-- AIM OF THE TASK --
Extract the complete listing and output it unchanged.

-- DATASET EXTRACT --
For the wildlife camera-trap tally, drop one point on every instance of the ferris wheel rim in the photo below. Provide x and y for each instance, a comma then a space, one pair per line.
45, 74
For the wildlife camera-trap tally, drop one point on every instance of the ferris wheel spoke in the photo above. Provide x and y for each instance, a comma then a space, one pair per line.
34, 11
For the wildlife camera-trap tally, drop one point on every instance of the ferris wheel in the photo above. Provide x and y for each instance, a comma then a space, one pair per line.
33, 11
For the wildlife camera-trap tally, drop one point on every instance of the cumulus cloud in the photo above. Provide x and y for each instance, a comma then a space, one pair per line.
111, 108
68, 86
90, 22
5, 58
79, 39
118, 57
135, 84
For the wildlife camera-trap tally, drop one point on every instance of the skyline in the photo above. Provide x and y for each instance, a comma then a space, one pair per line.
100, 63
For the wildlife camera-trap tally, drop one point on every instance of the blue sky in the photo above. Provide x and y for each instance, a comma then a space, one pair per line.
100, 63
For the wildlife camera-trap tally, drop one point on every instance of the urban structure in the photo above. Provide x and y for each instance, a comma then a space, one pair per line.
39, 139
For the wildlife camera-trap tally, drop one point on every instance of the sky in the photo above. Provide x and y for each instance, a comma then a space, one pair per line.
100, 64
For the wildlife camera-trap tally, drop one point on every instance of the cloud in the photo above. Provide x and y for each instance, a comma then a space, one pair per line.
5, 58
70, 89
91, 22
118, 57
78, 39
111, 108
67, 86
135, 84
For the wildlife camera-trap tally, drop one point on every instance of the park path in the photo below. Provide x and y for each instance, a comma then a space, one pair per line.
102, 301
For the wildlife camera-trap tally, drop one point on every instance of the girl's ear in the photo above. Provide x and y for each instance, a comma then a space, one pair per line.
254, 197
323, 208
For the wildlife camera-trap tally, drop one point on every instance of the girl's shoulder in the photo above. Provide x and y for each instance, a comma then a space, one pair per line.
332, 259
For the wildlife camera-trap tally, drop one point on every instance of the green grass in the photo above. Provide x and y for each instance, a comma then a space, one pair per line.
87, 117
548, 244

-- RESULT OF THIS TASK --
For the wildlife camera-trap tally, drop one point on every instance of the ferris wheel rim in the photo below. Provide x and y for each instance, a comma then a space, one pair per line.
45, 74
For the wildlife camera-trap tally, drop one point on every instance of the ferris wheel spoke in the photo above. Provide x and y for each instance, a comma then a space, one pair per line.
34, 11
For the wildlife camera-trap tally, drop one point on every instance of the ferris wheel in the photo above. Provide x and y for each instance, a comma then a space, one pair per line.
33, 11
For the wildlife camera-trap tally, drop one point on every instance of the cumulus cloud in the photo above. Provide x and y for each instance, a comma then a space, one pair per line.
111, 108
68, 86
90, 22
5, 58
79, 39
118, 57
135, 84
For the wildlife camera-trap tally, drop one point on every instance of the skyline in the photo above. Provide x and y for each instance, a comma then a space, one pair per line.
100, 63
For the wildlife camera-trap tally, drop one point on every instance of the blue sky in the photo above. Provide x and y for each instance, a comma then a space, one pair per line.
100, 63
For the wildlife camera-trap tally, drop one point on every instance of the urban structure in the photo above. Provide x and y for each instance, a comma then a space, one pair per line.
39, 139
For the wildlife camera-trap tally, drop one point on every instance of the sky in the photo above. Provide x and y for each instance, a comma then a space, one pair per line.
100, 64
For the wildlife camera-trap tally, drop one point on every instance of the cloud in the photo above. Provide x and y for each instance, a comma then a space, one pair per line.
5, 58
70, 89
91, 22
118, 57
78, 39
111, 108
67, 86
135, 84
For the wildlife camera-trap tally, drop one point on every instance of the park path in the photo below. Provide x and y for each instance, a comma then a space, one pair per line.
102, 301
For the wildlife camera-trap tally, drop one point on every instance of the girl's ear in the photo above. Provide x and y for each instance, a comma then a space, one pair per line.
254, 197
323, 208
For the wildlife camera-trap tally, drop one point on every instance of the girl's shoulder in the photo above. Provide x and y for each instance, a comma then a space, one pair per line.
332, 259
For the wildlife camera-trap tally, drop one point on every instance of the green grass in the photo above. Provide x and y for each instance, a comma then a space, one pair per line.
87, 117
548, 244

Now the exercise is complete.